- [Task] Return the data below line for line, with no changes to any line.

--- start ---

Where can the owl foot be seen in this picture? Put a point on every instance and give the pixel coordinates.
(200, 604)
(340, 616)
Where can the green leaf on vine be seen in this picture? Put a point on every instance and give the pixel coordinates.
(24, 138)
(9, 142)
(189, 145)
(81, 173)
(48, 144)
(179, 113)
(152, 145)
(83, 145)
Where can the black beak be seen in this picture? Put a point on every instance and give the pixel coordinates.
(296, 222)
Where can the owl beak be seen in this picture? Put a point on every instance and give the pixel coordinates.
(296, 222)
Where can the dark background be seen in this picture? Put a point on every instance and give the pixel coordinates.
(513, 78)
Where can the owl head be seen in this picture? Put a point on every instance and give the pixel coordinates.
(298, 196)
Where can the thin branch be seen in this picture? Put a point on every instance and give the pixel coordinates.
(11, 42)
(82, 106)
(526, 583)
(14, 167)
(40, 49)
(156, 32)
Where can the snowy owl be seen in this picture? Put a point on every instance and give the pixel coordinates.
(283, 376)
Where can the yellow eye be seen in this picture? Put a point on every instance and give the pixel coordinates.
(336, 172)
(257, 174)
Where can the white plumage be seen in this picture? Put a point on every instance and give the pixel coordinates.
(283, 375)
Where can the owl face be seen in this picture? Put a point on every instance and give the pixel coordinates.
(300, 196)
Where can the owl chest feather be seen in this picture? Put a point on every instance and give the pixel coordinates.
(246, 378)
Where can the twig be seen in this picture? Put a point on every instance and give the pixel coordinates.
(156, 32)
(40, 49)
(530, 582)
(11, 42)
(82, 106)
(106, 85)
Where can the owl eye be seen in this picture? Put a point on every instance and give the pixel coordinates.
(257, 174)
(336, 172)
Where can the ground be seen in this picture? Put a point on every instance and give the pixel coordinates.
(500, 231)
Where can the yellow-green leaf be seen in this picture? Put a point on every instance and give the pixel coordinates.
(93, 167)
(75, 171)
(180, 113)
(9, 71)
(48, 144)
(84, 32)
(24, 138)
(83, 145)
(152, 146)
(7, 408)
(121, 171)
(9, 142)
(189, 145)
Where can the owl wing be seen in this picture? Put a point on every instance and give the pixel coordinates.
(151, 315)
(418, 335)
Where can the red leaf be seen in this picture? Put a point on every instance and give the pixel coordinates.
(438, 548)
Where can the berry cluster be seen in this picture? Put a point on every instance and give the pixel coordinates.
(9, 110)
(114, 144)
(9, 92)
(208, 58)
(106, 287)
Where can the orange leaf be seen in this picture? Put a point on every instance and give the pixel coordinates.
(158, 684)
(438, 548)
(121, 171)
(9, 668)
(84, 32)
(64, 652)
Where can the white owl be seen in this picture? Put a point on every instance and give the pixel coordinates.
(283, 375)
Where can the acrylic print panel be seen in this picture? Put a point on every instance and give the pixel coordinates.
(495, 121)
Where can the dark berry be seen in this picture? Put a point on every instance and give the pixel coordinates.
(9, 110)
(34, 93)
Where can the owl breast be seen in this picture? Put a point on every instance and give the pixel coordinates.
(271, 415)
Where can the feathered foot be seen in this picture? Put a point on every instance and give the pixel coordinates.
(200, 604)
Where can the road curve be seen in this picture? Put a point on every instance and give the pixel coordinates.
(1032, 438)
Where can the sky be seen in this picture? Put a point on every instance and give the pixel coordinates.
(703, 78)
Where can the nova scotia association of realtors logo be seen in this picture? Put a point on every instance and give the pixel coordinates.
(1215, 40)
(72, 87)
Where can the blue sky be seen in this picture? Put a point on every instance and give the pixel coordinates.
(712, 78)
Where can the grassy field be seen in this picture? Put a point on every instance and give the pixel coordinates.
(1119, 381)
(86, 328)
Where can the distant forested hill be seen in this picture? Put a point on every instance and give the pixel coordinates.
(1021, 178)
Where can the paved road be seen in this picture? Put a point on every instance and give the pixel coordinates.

--- end ---

- [Result of this task]
Where can the owl foot be seen in this picture? Put a point on every instance and give the pixel coordinates.
(200, 604)
(340, 616)
Where can the green leaf on vine be seen in this picture? Put a point on every instance and give the pixel coordinates.
(24, 138)
(9, 142)
(189, 145)
(81, 173)
(48, 144)
(179, 113)
(152, 145)
(83, 145)
Where can the black beak be seen in this picture? Put a point on every instance and give the pixel coordinates.
(296, 222)
Where can the owl beak be seen in this picture? Put a point on every instance and give the pixel coordinates.
(296, 222)
Where can the dark background be seen in this picture? Put a point on every instance and give the pixel coordinates.
(513, 78)
Where can the owl head be seen in this picture? Put a point on every instance and give the pixel coordinates.
(298, 196)
Where can the thin branch be seen in this picture? Put a point on every instance and give the pixel coordinates.
(11, 42)
(82, 106)
(526, 583)
(14, 167)
(40, 49)
(156, 32)
Where can the snowy owl be seen in this picture? Put a point on every instance and give the pixel coordinates.
(283, 376)
Where can the yellow eye be seen in this picture? Put a point on every instance and give the pixel coordinates.
(336, 172)
(257, 174)
Where can the white plumage be seen in this picture? Put a point on every instance and give the pixel coordinates.
(283, 375)
Where can the owl face be seen in this picture? Put a point on every instance and give the pixel coordinates.
(300, 196)
Where can the owl chest feather be seen in this picture? Put a point on every instance and give the pixel coordinates.
(246, 378)
Where can the twig be seen in this picture? Put a point on every instance and give the pixel coordinates.
(156, 32)
(40, 49)
(530, 582)
(11, 42)
(82, 106)
(106, 85)
Where can the owl eye be seen in this picture? Put a point on every instance and give the pixel coordinates.
(257, 174)
(336, 172)
Where can the ground be seen in this picture? Put a point on every instance and give the pixel coordinates.
(500, 231)
Where can the yellow-green leaf be seen in this picture? Put a point on every instance and give the pixel coordinates.
(93, 167)
(75, 171)
(180, 113)
(9, 71)
(48, 144)
(84, 32)
(24, 138)
(83, 145)
(152, 146)
(7, 408)
(121, 171)
(9, 142)
(189, 145)
Where can the owl wing be seen in this picture? Put a point on every instance and give the pixel coordinates.
(151, 315)
(418, 335)
Where can the red leaf be seen in this picture? Put a point on every instance and give the pixel coordinates.
(438, 548)
Where can the berry cluster be seen in this picture? Put a point on every instance and give the pixel coordinates.
(9, 110)
(114, 144)
(9, 92)
(208, 58)
(106, 287)
Where can the orange leaf be seen in this picture? Put a point on every instance and give the pixel coordinates.
(158, 684)
(438, 548)
(121, 171)
(9, 668)
(84, 32)
(64, 652)
Where can the white owl be seen in this picture? Put a point on every instance and give the pixel coordinates.
(283, 375)
Where can the acrylic print panel be seen in this picture? Put a point on every instance and give the pixel coordinates.
(495, 121)
Where can the dark berry be seen in this picture? Put a point on every instance and give the pixel coordinates.
(9, 110)
(34, 93)
Where can the owl breast be seen in this picture? Put a point on every instance and give the pixel coordinates.
(271, 415)
Where can the feathered foot be seen in this picture? Put a point on every instance and give the pixel coordinates.
(200, 604)
Where can the road curve be seen in this picture? Put a point on every instance and give the pixel coordinates.
(1032, 438)
Where can the sky be seen in this picture? Put a point on every instance and give the pixel coordinates.
(703, 78)
Where can the nova scotia association of realtors logo be seen in this picture? Put a point on every instance and give the pixel coordinates.
(1215, 40)
(72, 87)
Where can the blue sky be seen in this picture? Put a point on every instance and give the pixel coordinates.
(712, 78)
Where can the grassy field be seen in this picture? Put a point on every instance and give the pixel coordinates.
(1119, 381)
(86, 328)
Where can the distant forested hill be seen in this picture? Put a point on every instance and give the pixel coordinates.
(1021, 178)
Where can the paved road be seen in this picture? Put a point on every instance and give the pixel coordinates.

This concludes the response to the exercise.